**Trecho selecionado**:
%%
Vive em Belo Horizonte, onde o maiô, as lantejoulas e as estampas de brechó se tornaram para ele o vestuário certo de muitos passeios. Em seu dia a dia tem também bermuda e camiseta, roupas com o sonho mais discreto, mas isso não muda quem ele vai sendo por aí: alguém que cria se conectando com a rua e o estar em público, seja em manifestações, festas ou no simples caminhar.

 

A barba longa é algo com que se sente confortável há alguns anos. “Faça amor, não faça a barba”, ele diz ao lado da tradição do Kundalini Yoga, na qual deixar o cabelo sem cortar lembra o corpo da energia que o rodeia magneticamente e que faz crescer as coisas. “Na filosofia da kundalini a gente acredita que a barba e o cabelo comprido dão uma força espiritual”, afirma Ed na sua participação no projeto Pelos Pelos, do coletivo Além.

 

Viver no mundo lado a lado com quem aparece, deixando-se rodear pelo desconhecido, é o que vejo na sua trajetória de artista livre – termo com o qual ele às vezes se chama. “Tire uma foto com Ed Marte”, diz a plaqueta no Parque Municipal, enquanto ele existe e acena como se recebesse as pessoas na varanda de casa, em pleno centro da cidade.
%%
**Tarefas**:
a - Responda com base no texto sobre Ed Marte:
(i) Em que cidade ele vive?
(ii) Em qual projeto, e de qual coletivo, ele falou sobre a barba?
(iii) O que diz a plaqueta no Parque Municipal?
b - Prossiga o texto sobre Ed Marte a partir da última frase.
O material adiante não tem relação com o texto sobre Ed Marte.

**Material coletado**:
%%
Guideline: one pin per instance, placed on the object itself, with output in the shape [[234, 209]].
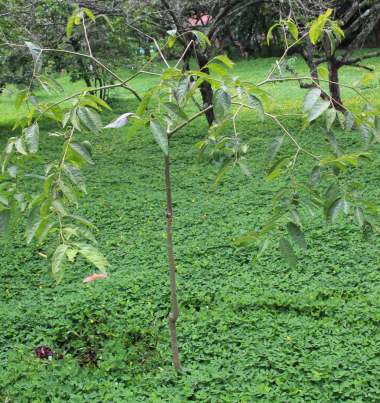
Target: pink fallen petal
%%
**Respostas**:
a -
(i) Em Belo Horizonte.
(ii) No projeto Pelos Pelos, do coletivo Além.
(iii) "Tire uma foto com Ed Marte".

b -
 

Ed traz consigo um espaço e uma atmosfera acolhedores, numa libertação que não fica restrita só aos seus trabalhos. O seu fazer vibra por uma cidade em que, cada vez mais, a multidão vem se reunindo nas ruas para o longo trabalho de insistir em existir frente à prefeitura de Belo Horizonte. O governo do prefeito Márico Lacerda, como muitos, tem atuado por um “enobrecimento urbano” que valoriza uma cidade de pessoas abstratas.

 

A cidade de carne e osso, entretanto, não dorme. Uma parte dela vai plantando continuamente ideias em ocupações, em escolas, pela rua e pelo Carnaval faça você mesmo. Vemos o corpo de Ed por aí, nas marchas a favor da luta antimanicomial, do direito à moradia, da Tarifa Zero e da transparência nos gastos das empresas de transporte público. Ele também vem apoiando e documentando com a sua presença a luta a favor do Espaço Comum Luiz Estrela, ocupação de um prédio histórico em Belo Horizonte que envolve arte, comunidade e autogestão. Junto da multidão a favor da regulamentação do consumo da maconha, também vemos Ed no debate.

 

Esse maiô rebola nos blocos de Carnaval que, de 2009 pra cá, têm feito em Belo Horizonte um feriado de consciência e de troca entre periferia e centro, usando sem patrocínios os espaços urbanos. Ed, expandindo essas e outras performances, divulga suas documentações pelo Facebook – do qual já foi algumas vezes expulso.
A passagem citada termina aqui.